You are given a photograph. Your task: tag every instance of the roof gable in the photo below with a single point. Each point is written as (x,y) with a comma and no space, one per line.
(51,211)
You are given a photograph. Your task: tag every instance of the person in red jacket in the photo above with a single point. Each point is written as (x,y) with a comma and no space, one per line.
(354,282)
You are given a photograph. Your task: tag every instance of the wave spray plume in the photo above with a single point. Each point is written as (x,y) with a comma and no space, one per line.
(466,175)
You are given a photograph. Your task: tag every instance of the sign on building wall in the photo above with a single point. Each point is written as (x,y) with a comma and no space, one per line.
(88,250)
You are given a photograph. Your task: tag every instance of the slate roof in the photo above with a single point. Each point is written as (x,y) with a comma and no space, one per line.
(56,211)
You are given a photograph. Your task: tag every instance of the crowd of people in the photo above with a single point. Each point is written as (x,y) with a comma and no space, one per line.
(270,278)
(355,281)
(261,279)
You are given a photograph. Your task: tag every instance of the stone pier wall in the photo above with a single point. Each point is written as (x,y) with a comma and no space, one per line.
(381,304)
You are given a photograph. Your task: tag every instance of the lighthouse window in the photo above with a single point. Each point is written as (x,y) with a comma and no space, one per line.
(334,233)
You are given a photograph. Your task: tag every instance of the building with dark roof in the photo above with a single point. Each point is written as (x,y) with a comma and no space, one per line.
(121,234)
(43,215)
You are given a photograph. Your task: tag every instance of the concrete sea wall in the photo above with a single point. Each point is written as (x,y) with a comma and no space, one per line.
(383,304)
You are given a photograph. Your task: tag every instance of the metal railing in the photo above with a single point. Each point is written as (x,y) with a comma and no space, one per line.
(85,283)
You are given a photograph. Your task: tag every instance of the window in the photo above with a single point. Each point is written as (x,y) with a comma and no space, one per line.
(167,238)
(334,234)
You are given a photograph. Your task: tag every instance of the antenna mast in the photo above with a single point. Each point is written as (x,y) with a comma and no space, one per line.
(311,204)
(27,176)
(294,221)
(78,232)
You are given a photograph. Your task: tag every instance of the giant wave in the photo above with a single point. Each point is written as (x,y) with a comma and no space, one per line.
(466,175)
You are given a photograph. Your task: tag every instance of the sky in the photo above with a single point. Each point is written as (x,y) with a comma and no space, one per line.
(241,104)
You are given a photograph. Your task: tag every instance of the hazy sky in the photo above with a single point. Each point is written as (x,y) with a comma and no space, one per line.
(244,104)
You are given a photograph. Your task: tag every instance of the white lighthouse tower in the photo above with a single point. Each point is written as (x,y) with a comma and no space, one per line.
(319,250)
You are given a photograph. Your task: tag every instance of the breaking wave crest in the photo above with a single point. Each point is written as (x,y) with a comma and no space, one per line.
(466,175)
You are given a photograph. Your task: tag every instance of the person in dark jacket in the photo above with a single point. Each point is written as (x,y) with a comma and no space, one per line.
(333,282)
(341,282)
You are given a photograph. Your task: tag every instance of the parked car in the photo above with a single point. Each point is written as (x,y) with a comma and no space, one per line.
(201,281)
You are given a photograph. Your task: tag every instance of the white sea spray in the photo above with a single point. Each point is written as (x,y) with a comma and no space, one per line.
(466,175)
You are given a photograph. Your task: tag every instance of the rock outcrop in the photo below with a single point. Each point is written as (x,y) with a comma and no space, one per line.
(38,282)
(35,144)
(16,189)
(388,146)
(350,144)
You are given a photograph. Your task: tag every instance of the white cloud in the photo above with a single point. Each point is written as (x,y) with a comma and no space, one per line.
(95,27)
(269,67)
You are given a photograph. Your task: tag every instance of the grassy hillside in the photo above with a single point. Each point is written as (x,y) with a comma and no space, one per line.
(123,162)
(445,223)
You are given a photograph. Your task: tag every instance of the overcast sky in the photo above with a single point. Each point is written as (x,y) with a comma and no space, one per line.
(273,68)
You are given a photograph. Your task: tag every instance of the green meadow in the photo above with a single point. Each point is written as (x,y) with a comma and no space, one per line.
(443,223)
---*---
_What this task involves:_ Extract all the entries word for word.

_Correct answer:_
You are given a photograph. Your task: tag every instance of the roof gable in the photo below with a single point. Each point is written as (x,y) with a comma and no space, one per line.
(51,211)
You are given a photograph. Your task: tag every instance of the person in red jacket in the photo above with a single point. Each point is written as (x,y) with a comma and no space, one per line.
(354,282)
You are given a photograph. Your task: tag every instance of the wave spray plume in the photo above with a single point. Each point is written as (x,y) with a comma and no space, one per line.
(466,175)
You are given a photograph. Your task: tag every instance of the sign on building wall in the photo above with a single point. Each point is written as (x,y) with a comma and no space, one per line.
(88,250)
You are given a photograph. Your task: tag every instance of the slate roof in the photo above with a single point. Each point is written as (x,y) with a comma and no space, one per line.
(56,211)
You are given a photograph. Your task: tag every instance of the crowd of people in the photo above with a single point. Each point is written as (x,y) with a comma and no space, one per line.
(270,278)
(355,281)
(261,279)
You are given a photograph. Your task: tag every instance of the stone pier wall in the photo above with a single point. Each point is written as (x,y) with a comma and no space, one per line.
(381,304)
You are given a photograph. Your task: tag every instance of the lighthouse window in the photo above with a single point. Each point is written as (x,y) with a comma and no space, one per line.
(334,233)
You are given a photograph. Your task: tag every instance of the building with dark roof in the photo above with a single point. Each point is written as (x,y) with a comma and no space, one per line.
(121,234)
(43,215)
You are given a photograph. Your task: tag every instance of the concrete sea wall in the photo above with a single point. Each point is written as (x,y) with a comma and no space, one per line.
(383,304)
You are given a photograph. Your task: tag every instance of the metal railing in the photo above with a single point. Each point is written as (x,y) with a comma and no space, one per line.
(85,283)
You are given a photograph. Your task: tag every instance of the window in the photo above with a single point. Each point is written as (x,y) with a comma and no space, one per line.
(167,238)
(334,234)
You are given a photograph. Your task: tag every instance of the antenna mast in the photo above with a single point. Each point is written as (x,y) with a comma and no space, one per line.
(311,204)
(27,176)
(294,221)
(78,232)
You are given a photograph. Your task: tag every instance of the giant wave in the photo above with a single point. Each point is written as (x,y) with a comma and no space, one per line.
(466,175)
You are given a photograph. Your task: tag every instance of the sky in the photo above with a single point. Each point is written as (x,y) with a comma and no space, one per line.
(241,104)
You are given a photograph. Your task: tag every instance of the hazy sky in the photo above with a single point. Each point is written as (x,y) with a comma and no space, one per line.
(244,104)
You are given a photograph. Your task: tag every instance of the white lighthouse tower in the photo above with a single point. Each point is written as (x,y) with a comma and no space, one per line.
(319,250)
You are given a photograph. Your task: tag every instance of the breaking wave crest in the photo above with a single point. Each point is written as (x,y) with a comma and no space, one per line.
(466,175)
You are given a photograph. Your task: tag every instance of the person in dark jacket in the photo above with a single point. Each point is written as (x,y) with a comma and no space, one per line.
(333,282)
(341,282)
You are given a photograph. Your task: tag every instance of the parked car in the photo above with a single point. Each point is written as (x,y) with a comma and no space, one per line.
(201,281)
You are given a photograph. Your task: tag every instance of the white sea spray in the photo above with a single point. Each point is written as (x,y) with a comma and no space, one per line.
(466,175)
You are given a photograph. Your task: tag every instance of the rock outcrop in the photo below with a single point. Each point is written as (x,y) with a comma and no space, one per line.
(38,282)
(35,144)
(16,189)
(388,146)
(350,144)
You are given a photograph. Your task: tag every instance of the white cloud in the photo above with a single point. Each point is written as (x,y) with a comma and no space, one per line.
(95,27)
(269,67)
You are given a photograph. Your task: tag every instance of the grassy hillside in the photo above with a single point. Each point is written as (x,y) with a comma and no space, one per line.
(123,162)
(445,223)
You are given a photograph. Your task: tag every instance of the overcast sky in the photo above with a single point. Each point is written as (x,y) with a comma and no space, one per line.
(273,68)
You are given a photograph. Your task: tag every instance of the green meadow in the photo above with a single point. Each point is written as (x,y) with a comma and no space, one per line.
(443,223)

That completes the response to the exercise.